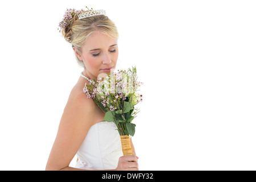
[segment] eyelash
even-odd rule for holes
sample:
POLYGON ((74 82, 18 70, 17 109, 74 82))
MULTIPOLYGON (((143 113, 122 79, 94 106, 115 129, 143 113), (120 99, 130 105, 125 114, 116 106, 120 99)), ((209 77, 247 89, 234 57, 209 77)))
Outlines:
MULTIPOLYGON (((109 51, 110 52, 112 52, 112 53, 115 53, 115 49, 114 49, 114 51, 109 51)), ((96 57, 100 55, 99 53, 97 53, 97 55, 92 55, 93 57, 96 57)))

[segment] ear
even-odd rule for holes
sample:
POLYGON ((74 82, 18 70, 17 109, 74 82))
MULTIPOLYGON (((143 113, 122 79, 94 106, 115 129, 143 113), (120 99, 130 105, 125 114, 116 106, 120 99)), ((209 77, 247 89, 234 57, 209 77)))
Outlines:
POLYGON ((77 50, 74 46, 72 48, 73 48, 73 50, 74 50, 75 53, 76 54, 77 58, 79 59, 79 60, 82 61, 82 56, 81 56, 80 53, 79 51, 77 51, 77 50))

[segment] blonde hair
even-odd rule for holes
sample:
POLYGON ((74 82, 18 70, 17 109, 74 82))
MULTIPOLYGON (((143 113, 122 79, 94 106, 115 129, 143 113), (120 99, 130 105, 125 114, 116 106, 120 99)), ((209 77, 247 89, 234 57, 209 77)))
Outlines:
MULTIPOLYGON (((86 11, 92 11, 90 10, 86 11)), ((88 36, 95 31, 99 31, 102 34, 113 39, 118 39, 119 34, 117 28, 107 16, 97 15, 79 19, 78 15, 74 16, 68 22, 64 29, 61 30, 61 34, 66 41, 72 44, 79 53, 81 53, 82 46, 88 36)), ((76 59, 80 65, 85 68, 82 60, 76 59)))

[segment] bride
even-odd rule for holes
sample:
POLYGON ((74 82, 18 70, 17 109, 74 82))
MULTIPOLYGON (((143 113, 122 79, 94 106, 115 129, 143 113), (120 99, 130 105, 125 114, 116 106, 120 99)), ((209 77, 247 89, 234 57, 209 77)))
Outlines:
POLYGON ((104 10, 68 9, 59 26, 84 69, 70 93, 46 170, 138 170, 133 155, 122 156, 120 137, 113 122, 83 92, 90 79, 115 69, 118 33, 104 10), (76 167, 69 165, 76 155, 76 167))

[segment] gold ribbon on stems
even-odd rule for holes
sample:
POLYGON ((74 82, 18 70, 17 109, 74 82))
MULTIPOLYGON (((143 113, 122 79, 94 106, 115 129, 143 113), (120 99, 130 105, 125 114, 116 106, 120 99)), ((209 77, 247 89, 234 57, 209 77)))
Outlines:
POLYGON ((120 138, 123 155, 133 155, 130 136, 128 135, 121 135, 120 138))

● What this task involves:
Copy all of the material above word for word, leaving out the picture.

● Full solution:
[segment] eyelash
even-odd rule for holes
sample:
POLYGON ((74 82, 18 70, 17 109, 74 82))
MULTIPOLYGON (((143 113, 122 79, 94 106, 115 129, 143 113), (120 99, 130 105, 125 114, 116 106, 120 99)), ((209 77, 247 89, 234 57, 209 77)))
Outlines:
MULTIPOLYGON (((109 51, 110 52, 112 52, 112 53, 115 53, 115 49, 114 49, 114 51, 109 51)), ((96 57, 100 55, 99 53, 97 53, 97 55, 92 55, 93 57, 96 57)))

[segment] ear
even-odd rule for holes
sample:
POLYGON ((74 82, 18 70, 17 109, 74 82))
MULTIPOLYGON (((143 113, 122 79, 94 106, 115 129, 143 113), (120 99, 130 105, 125 114, 116 106, 120 99)), ((209 77, 247 89, 234 57, 209 77)))
Outlines:
POLYGON ((77 50, 74 46, 72 48, 73 48, 73 50, 74 50, 75 53, 76 54, 77 58, 79 59, 79 60, 82 61, 82 56, 81 56, 80 53, 79 51, 77 51, 77 50))

[segment] blonde hair
even-odd rule for holes
sample:
POLYGON ((74 82, 18 70, 17 109, 74 82))
MULTIPOLYGON (((143 113, 122 79, 94 106, 115 129, 143 113), (120 99, 130 105, 125 114, 116 106, 120 99)), ((209 77, 247 89, 234 57, 209 77)))
Outlines:
MULTIPOLYGON (((86 11, 92 11, 90 10, 86 11)), ((88 36, 95 31, 99 31, 102 34, 113 39, 118 39, 119 34, 117 28, 107 16, 97 15, 79 19, 78 15, 74 16, 68 22, 64 29, 61 30, 61 34, 66 41, 72 44, 79 53, 81 53, 82 46, 88 36)), ((76 59, 80 65, 85 68, 82 60, 76 59)))

[segment] bride
even-odd rule for holes
sample:
POLYGON ((74 82, 18 70, 17 109, 74 82))
MULTIPOLYGON (((143 113, 122 79, 94 106, 115 129, 143 113), (120 99, 130 105, 125 114, 116 106, 120 99)), ((209 77, 247 89, 234 57, 209 77)))
Outlines:
POLYGON ((104 10, 68 9, 59 26, 84 69, 70 93, 46 170, 138 170, 133 155, 122 156, 120 137, 113 122, 83 92, 90 79, 115 69, 118 33, 104 10), (76 167, 69 165, 76 155, 76 167))

[segment] gold ribbon on stems
even-odd rule for holes
sample:
POLYGON ((74 82, 18 70, 17 109, 74 82))
MULTIPOLYGON (((143 113, 122 79, 94 106, 115 129, 143 113), (120 99, 130 105, 125 114, 116 106, 120 99)), ((209 77, 247 89, 234 57, 209 77)))
Outlines:
POLYGON ((120 138, 123 155, 133 155, 130 136, 128 135, 121 135, 120 138))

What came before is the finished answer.